Exercise brief: Copy the lines below, substituting "skirting board" for "baseboard" and leaving everything else as it is.

Data supplied:
╔══
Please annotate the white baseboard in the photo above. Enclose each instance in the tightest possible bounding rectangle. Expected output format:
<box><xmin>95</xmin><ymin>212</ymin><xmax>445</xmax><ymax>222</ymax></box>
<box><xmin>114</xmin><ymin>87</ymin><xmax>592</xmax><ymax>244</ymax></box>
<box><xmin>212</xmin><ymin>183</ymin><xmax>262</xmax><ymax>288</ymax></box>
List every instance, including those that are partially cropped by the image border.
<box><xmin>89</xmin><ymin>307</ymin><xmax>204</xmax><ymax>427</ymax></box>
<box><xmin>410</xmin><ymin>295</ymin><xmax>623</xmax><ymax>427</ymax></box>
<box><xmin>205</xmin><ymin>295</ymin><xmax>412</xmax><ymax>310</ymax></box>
╚══
Final result:
Please annotate the white skirting board in the photo above. Enclose each instance in the tightest possible bounding rectangle. Expected output format:
<box><xmin>95</xmin><ymin>212</ymin><xmax>445</xmax><ymax>222</ymax></box>
<box><xmin>114</xmin><ymin>87</ymin><xmax>592</xmax><ymax>244</ymax></box>
<box><xmin>212</xmin><ymin>183</ymin><xmax>262</xmax><ymax>288</ymax></box>
List every instance, including those that are partially cropped by the image border.
<box><xmin>89</xmin><ymin>307</ymin><xmax>204</xmax><ymax>427</ymax></box>
<box><xmin>410</xmin><ymin>295</ymin><xmax>623</xmax><ymax>427</ymax></box>
<box><xmin>205</xmin><ymin>295</ymin><xmax>412</xmax><ymax>310</ymax></box>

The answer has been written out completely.